*** Block opens ***

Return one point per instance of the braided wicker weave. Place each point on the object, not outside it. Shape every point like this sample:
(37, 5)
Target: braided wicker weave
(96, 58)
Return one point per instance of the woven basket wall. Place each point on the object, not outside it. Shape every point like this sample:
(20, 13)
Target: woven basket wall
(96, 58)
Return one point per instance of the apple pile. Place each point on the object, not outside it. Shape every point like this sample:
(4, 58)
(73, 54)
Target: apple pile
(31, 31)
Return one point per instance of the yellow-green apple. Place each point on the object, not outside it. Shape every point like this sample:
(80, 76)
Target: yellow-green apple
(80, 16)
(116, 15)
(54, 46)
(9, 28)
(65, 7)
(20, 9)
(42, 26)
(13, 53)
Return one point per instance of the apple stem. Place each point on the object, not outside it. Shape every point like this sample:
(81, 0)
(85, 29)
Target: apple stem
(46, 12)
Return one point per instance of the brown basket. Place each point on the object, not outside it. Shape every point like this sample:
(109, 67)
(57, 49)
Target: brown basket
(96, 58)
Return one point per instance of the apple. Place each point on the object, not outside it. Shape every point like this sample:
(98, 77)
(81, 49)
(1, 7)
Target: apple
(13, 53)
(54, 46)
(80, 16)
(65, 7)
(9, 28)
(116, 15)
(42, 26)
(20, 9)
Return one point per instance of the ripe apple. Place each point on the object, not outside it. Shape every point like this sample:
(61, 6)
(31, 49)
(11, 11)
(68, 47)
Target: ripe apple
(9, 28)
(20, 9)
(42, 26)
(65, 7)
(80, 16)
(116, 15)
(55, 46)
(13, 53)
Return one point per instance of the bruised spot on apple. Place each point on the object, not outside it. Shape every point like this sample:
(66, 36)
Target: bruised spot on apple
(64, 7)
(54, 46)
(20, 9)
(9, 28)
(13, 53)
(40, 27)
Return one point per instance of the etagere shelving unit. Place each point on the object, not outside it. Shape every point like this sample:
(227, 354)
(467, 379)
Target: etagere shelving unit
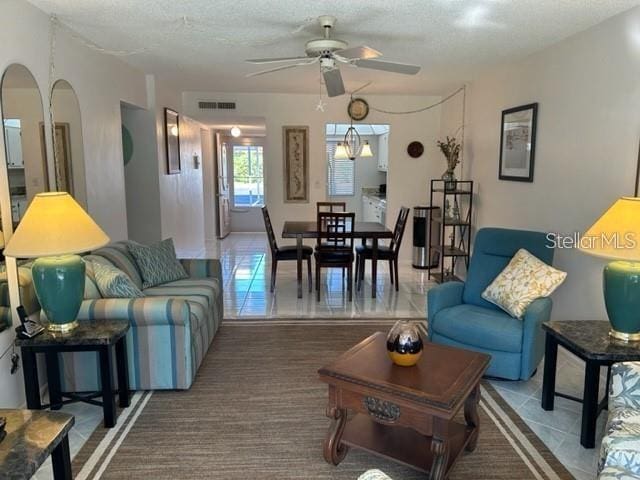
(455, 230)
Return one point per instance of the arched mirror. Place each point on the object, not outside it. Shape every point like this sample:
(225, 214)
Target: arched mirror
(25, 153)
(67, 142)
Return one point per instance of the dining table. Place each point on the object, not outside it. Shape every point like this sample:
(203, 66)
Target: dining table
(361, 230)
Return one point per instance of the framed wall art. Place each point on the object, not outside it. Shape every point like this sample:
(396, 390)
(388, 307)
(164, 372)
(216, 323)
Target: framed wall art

*** Block closes ***

WHAT TO PRODUCE ->
Give back the material above exactly, but without its images.

SOLUTION FOR THIS TASK ->
Return one point per instance of the braided wicker weave. Place each point on the object, not outside it. Shape every point like this sample:
(37, 5)
Target: braided wicker weave
(96, 58)
Return one point per instance of the woven basket wall. Place each point on the object, not outside it. Shape every point like this sample:
(20, 13)
Target: woven basket wall
(96, 58)
Return one point per instance of the apple pile. Place each point on the object, not outside it. Shape every point like this sample:
(4, 58)
(73, 54)
Target: apple pile
(31, 31)
Return one point per instance of the yellow-green apple. Place each point on the object, not outside it. Shape every point like this sample:
(80, 76)
Target: yellow-green apple
(80, 16)
(116, 15)
(54, 46)
(9, 28)
(65, 7)
(20, 9)
(42, 26)
(13, 53)
Return one point per instance of the apple stem. Place each point on the object, not outside it. Shape every point like this sample:
(81, 0)
(85, 29)
Target: apple stem
(46, 12)
Return one point per instance of the brown basket. Place each point on the object, not outside it. Shape every point like this sample:
(109, 67)
(57, 49)
Target: brown basket
(96, 58)
Return one point per instance of the apple. Place each point on the object, not outside it. Shape every point like this sample:
(98, 77)
(81, 49)
(1, 7)
Target: apple
(13, 53)
(54, 46)
(80, 16)
(65, 7)
(9, 28)
(116, 15)
(42, 26)
(20, 9)
Return one point per instance of the ripe apple. Place each point on the object, not outside it. Shape every point like this sample:
(61, 6)
(31, 49)
(11, 11)
(68, 47)
Target: ripe apple
(9, 28)
(20, 9)
(42, 26)
(65, 7)
(80, 16)
(116, 15)
(55, 46)
(13, 53)
Return one point per instance of the bruised spot on apple. Place each point on the object, not outside it. Shape every point like this sample:
(66, 36)
Target: bruised spot on apple
(64, 7)
(54, 46)
(20, 9)
(9, 28)
(13, 53)
(40, 27)
Return one point per instance of the etagere shelving unit. Place each point on the object, not outside it. Shape every point like this sample:
(227, 354)
(467, 379)
Target: etagere shelving unit
(455, 230)
Return one point per instance of the arched mirror. Place each point on the object, not outside it. Shape every point like this sample:
(225, 214)
Target: arched mirror
(25, 153)
(67, 142)
Return one point per instance of the dining table. Place each point on the object, not outside it. Shape every point like this sample:
(203, 66)
Target: dining table
(361, 230)
Return one point per instance of the framed wall art. Place each point on the object, not outside it. Shape every point like this sample:
(396, 390)
(388, 307)
(164, 372)
(216, 323)
Target: framed wall art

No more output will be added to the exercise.